### PARTIES DE L'EXERCICE:
A - Répondez à ces questions sur le texte consacré au film Les Filles Désir :
(i) Depuis quelle date le film est-il dans les salles ?
(ii) Quel nom porte l'école alternative fondée par la réalisatrice ?
(iii) Jusqu'à quel événement ce premier long-métrage a-t-il conduit ses acteurs ?
B - Citez le passage du texte consacré au film Les Filles Désir qui commence par « Par un heureux » et se termine par « Festival de Cannes. ».

### TEXTE À LIRE:
───
Les filles désir : c’est quoi une fille bien?
- Julien Noël
- 17 ago
- Tempo di lettura: 4 min
Rubrica: Attivismo artistico
Un été à Marseille. Un groupe d’amis règnent sur leur quartier, sûrs d’eux, sûrs des règles. Mais le retour de Carmen, une amie d’enfance au passé trouble, va fissurer leur monde. Entre désir, pouvoir et identité, les filles prennent le contrôle de leur vie.
Ce film, dans les salles depuis le 16 juillet 2025, marque le premier long-métrage de la réalisatrice française Prïncia Car. Née dans les quartiers nord de Marseille, elle a grandi au sein d’une famille de comédiens, dans un environnement où la culture était souvent absente, voire méprisée. C’est de ce contexte qu’est né le combat d’une vie : offrir aux enfants de Marseille la possibilité de rencontrer le cinéma. Elle fonde alors une école alternative nommée Moovida, un dispositif qui propose d’accompagner une cinquantaine de jeunes de 16 à 30 ans. Pendant 1 an, ils vont découvrir les métiers d’acteurs, scénaristes, réalisateurs, techniciens, dans l’objectif de mettre en lumière le potentiel créatif et artistique des jeunes issus des quartiers de Marseille.
Par un heureux hasard ou un coup du destin, la toute première promotion de cette école devient le casting du film Les Filles Désir. Le projet s’est construit autour d’ateliers d’écriture participatifs, les acteurs étant tous co-dialoguistes du film. Une écriture collective, née de l’improvisation, pensée pour être accessible à toutes et à tous. Un pari gagnant : après quelques courts-métrages, ce premier long les conduit jusqu’à la Quinzaine des cinéastes au Festival de Cannes.
───
### DONNÉES FOURNIES:
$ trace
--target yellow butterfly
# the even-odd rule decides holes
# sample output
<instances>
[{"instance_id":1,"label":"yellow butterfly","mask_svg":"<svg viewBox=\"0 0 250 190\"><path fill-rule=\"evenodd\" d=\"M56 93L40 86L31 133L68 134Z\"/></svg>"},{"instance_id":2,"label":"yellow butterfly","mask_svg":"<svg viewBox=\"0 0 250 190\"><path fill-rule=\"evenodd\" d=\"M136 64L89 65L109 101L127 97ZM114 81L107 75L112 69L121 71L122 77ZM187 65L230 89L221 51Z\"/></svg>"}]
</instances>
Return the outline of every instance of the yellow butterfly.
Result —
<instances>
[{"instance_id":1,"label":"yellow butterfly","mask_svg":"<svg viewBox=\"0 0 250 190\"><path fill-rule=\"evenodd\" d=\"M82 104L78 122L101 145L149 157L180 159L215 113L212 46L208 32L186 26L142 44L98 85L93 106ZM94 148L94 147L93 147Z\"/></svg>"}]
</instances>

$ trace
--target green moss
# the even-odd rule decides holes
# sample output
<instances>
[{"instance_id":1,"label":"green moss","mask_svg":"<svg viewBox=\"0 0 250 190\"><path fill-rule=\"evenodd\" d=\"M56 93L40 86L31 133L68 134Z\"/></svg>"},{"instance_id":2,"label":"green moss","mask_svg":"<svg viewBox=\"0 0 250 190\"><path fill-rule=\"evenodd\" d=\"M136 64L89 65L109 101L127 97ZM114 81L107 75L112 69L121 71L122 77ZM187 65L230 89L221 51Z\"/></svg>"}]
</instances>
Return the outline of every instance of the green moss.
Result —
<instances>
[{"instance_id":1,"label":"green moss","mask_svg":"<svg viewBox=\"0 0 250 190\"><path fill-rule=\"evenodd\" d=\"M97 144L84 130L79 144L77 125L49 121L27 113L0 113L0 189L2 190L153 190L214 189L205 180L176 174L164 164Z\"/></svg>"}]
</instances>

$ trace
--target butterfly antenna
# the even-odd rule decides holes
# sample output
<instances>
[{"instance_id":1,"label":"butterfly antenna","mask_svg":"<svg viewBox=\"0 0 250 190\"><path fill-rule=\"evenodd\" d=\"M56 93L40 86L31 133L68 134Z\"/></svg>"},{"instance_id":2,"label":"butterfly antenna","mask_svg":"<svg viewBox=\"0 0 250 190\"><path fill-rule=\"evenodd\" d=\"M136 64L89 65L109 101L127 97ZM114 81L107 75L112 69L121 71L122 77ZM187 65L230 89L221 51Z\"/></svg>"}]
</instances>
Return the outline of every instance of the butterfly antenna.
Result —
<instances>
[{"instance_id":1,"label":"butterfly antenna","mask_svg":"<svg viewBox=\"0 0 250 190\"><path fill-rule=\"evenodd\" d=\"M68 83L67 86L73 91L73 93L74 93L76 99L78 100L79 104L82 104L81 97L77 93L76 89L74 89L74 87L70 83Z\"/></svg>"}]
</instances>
───
### LES RÉPONSES:
A -
(i) Depuis le 16 juillet 2025.
(ii) Moovida.
(iii) Jusqu'à la Quinzaine des cinéastes au Festival de Cannes.

B -
Par un heureux hasard ou un coup du destin, la toute première promotion de cette école devient le casting du film Les Filles Désir. Le projet s’est construit autour d’ateliers d’écriture participatifs, les acteurs étant tous co-dialoguistes du film. Une écriture collective, née de l’improvisation, pensée pour être accessible à toutes et à tous. Un pari gagnant : après quelques courts-métrages, ce premier long les conduit jusqu’à la Quinzaine des cinéastes au Festival de Cannes.